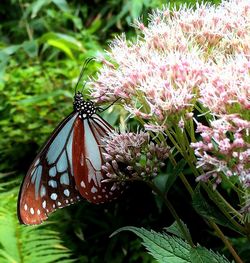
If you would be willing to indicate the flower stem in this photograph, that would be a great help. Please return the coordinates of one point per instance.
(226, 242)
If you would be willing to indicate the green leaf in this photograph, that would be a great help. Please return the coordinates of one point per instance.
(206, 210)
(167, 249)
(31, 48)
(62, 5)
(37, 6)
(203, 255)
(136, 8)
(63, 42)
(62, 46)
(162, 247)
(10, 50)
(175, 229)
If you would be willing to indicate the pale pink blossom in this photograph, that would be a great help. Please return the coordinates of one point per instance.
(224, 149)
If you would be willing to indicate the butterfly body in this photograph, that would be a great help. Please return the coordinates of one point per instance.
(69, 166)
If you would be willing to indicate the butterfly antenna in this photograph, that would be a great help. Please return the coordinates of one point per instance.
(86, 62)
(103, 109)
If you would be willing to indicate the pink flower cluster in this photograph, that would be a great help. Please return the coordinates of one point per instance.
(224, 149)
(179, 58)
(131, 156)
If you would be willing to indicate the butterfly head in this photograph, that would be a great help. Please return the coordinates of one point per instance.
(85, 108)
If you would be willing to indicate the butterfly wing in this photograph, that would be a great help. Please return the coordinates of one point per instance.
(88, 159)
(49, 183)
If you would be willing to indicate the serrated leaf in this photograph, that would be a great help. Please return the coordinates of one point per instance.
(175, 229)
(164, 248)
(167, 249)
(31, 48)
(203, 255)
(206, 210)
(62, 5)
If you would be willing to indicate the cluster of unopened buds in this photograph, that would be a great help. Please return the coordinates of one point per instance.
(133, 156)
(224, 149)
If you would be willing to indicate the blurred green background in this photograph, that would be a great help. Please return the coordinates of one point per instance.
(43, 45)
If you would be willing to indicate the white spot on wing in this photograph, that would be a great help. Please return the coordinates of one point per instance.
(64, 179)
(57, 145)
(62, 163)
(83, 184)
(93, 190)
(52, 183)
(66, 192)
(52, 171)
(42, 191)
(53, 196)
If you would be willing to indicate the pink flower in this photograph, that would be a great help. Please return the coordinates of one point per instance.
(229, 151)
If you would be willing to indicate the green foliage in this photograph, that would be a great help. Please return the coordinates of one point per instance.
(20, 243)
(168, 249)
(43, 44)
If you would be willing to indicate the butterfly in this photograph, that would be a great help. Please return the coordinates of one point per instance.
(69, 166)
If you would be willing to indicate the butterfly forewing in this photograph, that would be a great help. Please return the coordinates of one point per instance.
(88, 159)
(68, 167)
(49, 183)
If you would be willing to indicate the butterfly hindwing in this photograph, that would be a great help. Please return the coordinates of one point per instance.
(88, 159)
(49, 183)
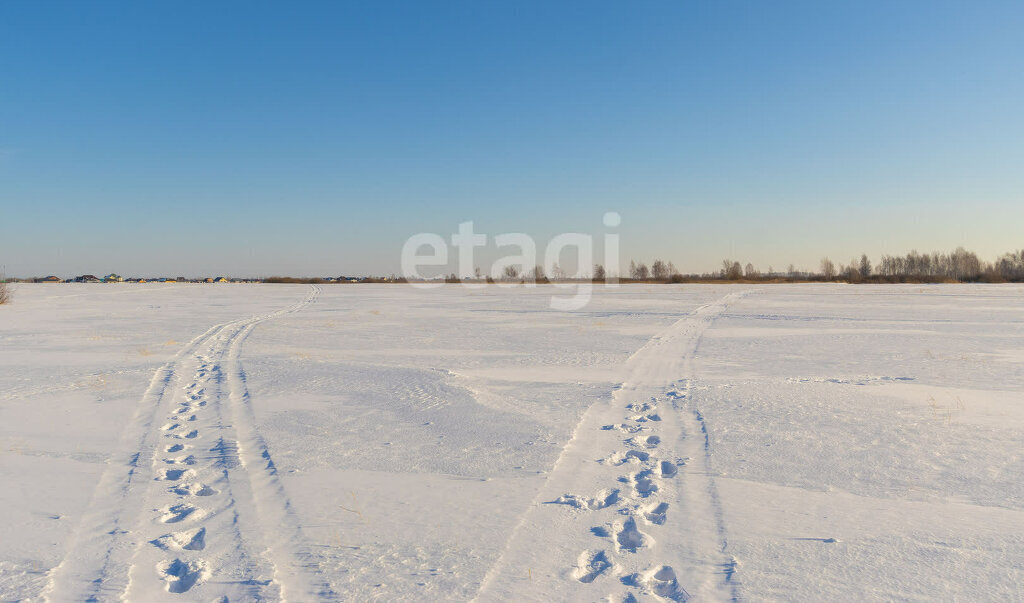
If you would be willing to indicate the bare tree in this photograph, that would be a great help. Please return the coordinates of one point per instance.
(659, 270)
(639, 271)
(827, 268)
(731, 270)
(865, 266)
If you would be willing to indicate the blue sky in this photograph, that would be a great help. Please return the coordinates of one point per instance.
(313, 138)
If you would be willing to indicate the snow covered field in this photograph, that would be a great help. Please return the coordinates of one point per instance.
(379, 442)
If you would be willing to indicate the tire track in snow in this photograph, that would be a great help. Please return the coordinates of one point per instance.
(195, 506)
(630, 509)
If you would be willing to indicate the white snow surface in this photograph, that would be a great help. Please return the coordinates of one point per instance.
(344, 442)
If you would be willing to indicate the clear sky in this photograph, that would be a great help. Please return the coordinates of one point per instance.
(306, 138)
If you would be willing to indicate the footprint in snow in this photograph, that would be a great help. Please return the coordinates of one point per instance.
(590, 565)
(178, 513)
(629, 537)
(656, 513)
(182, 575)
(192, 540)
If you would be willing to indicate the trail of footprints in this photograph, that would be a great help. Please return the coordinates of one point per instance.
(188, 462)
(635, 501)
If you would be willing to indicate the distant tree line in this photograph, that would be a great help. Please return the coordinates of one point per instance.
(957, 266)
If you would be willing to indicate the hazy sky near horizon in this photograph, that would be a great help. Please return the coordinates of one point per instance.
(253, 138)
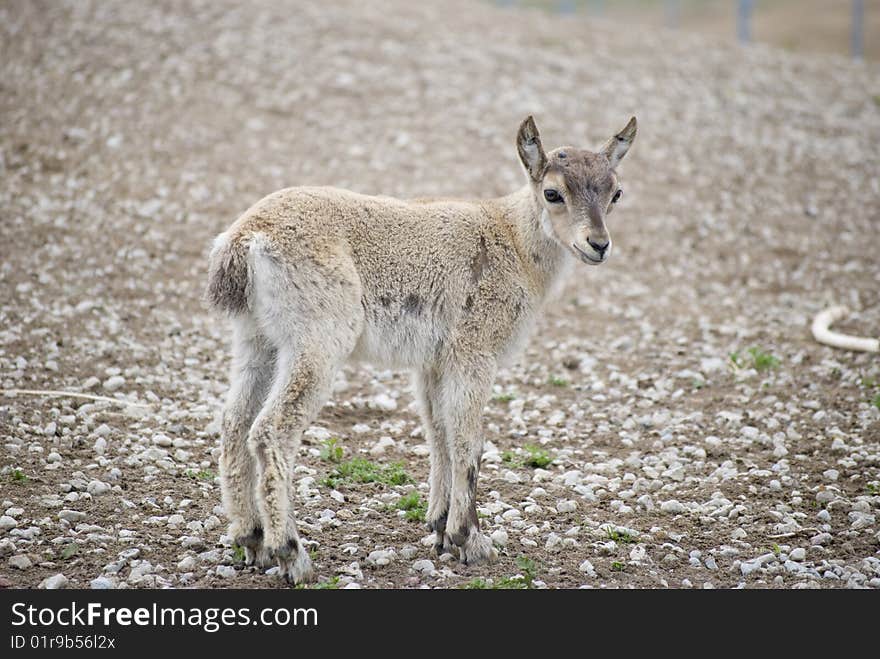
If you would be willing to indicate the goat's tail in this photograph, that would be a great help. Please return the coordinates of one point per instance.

- [WORK INSTRUCTIONS]: Retype all of the material above exactly; the pictures stay out.

- [WRITTEN RESPONSE]:
If you would be willing to indicate the flower stem in this photograph, that would be a great help. Please return the coordinates of one point per instance.
(226, 242)
If you would be willing to indicate the green leaf in this photograph, that would be a great help. Please return the coordinates of one point per instance.
(206, 210)
(167, 249)
(31, 48)
(62, 5)
(37, 6)
(203, 255)
(136, 8)
(63, 42)
(62, 46)
(162, 247)
(10, 50)
(175, 229)
If you would be willing to indicate the pale pink blossom in this photograph, that would be a great help. Please return the coordinates of one point per instance.
(224, 149)
If you would be willing to indicate the butterfly body in this photograph, that would be a great help. Please return the coordinates of one point per instance.
(69, 166)
If you would be willing to indicate the butterfly antenna in this photograph, that would be a great help. Please return the coordinates of one point per instance.
(86, 62)
(103, 109)
If you would be willing to indicate the pink flower cluster in this photograph, that would be a great help. Please return the coordinates of one point per instance.
(224, 149)
(179, 58)
(131, 156)
If you would be willing to indicate the butterfly head in this photograph, that would be a great help. Please return the coordinates of one point per instance.
(85, 108)
If you would be willing to indicate the butterfly wing in this photograph, that would be a great help. Please return the coordinates of one point per instance.
(88, 159)
(49, 183)
If you would be willing to indicate the serrated leaf in this photograph, that would be a great help. Please return the coordinates of one point per instance.
(175, 229)
(164, 248)
(167, 249)
(31, 48)
(203, 255)
(206, 210)
(62, 5)
If you would be willing to indicate the cluster of unopened buds in this photograph, that would be a great help. Please return the coordinates of one point per instance.
(133, 156)
(224, 149)
If you would be willing to indicate the blurred green background in this photograph, that would be a great help. Please return the coordinates of one point per instance.
(43, 45)
If you would be willing to indicate the white spot on wing in this photograph, that would be a great help. Please return the coordinates of one point per instance.
(64, 179)
(57, 145)
(62, 163)
(83, 184)
(93, 190)
(52, 183)
(66, 192)
(52, 171)
(42, 191)
(53, 196)
If you would be willing to indicate the pink flower in this photograph, that would be a great help. Please return the coordinates of one point per instance.
(229, 151)
If you would be willing to indicate the green foliage in this photograph, that would be a great help. Please return the coordinates of one point per instance.
(20, 243)
(168, 249)
(43, 44)
If you would be willing to indicate the butterfly in this photograph, that would be a great help. Please return the coordinates of one point per instance.
(69, 166)
If you would be willing to indicate the butterfly forewing in this photograph, that would be a great help. Please return the coordinates of one point per instance.
(88, 159)
(68, 167)
(49, 183)
If you would be willing to indicate the butterfly hindwing in this photograph, that would be a great help. Please return the coordinates of one point per instance.
(88, 159)
(49, 183)
If you would be willing to indicate the bare tree in this photograph, that would be a great help. Please return the coordinates of one point per instance.
(659, 270)
(639, 271)
(827, 268)
(731, 270)
(865, 266)
If you would be willing to indicate the blue sky in this photograph, that would be a great help. Please return the coordinates of one point per instance.
(313, 138)
If you would be willing to indicate the snow covered field in this photograph, that would be a great help. Please return the coordinates of one point per instance.
(379, 442)
If you would be willing to indicate the tire track in snow in this photograph, that would be a great help. Please return the coordinates of one point per instance.
(195, 506)
(630, 509)
If you would be willing to indicate the white snow surface in this photograph, that would be a great help. Please return the coordinates of one point per instance.
(344, 442)
If you would be willing to indicate the clear sky in this photograph, that would be a great help. Please return the coordinates of one point per instance.
(306, 138)
If you would be willing to indicate the footprint in snow in this photograph, that would be a great help. Please return the coordinates of one point per instance.
(590, 565)
(178, 513)
(629, 537)
(656, 513)
(182, 575)
(192, 540)
If you would be willing to indicate the trail of footprints in this photograph, that would be a great help. Please return the coordinates of one point per instance.
(188, 462)
(635, 501)
If you would be willing to indicate the distant tree line in this photograph, that would be a great help. Please return the coordinates of one point per instance.
(957, 266)
If you would be willing to indicate the hazy sky near horizon in this photograph, that would be a great help. Please return the coordinates of one point per instance.
(253, 138)
If you would be willing to indicate the goat's tail in this photograph, that would be a great help. Please return the coordinates of one point per instance.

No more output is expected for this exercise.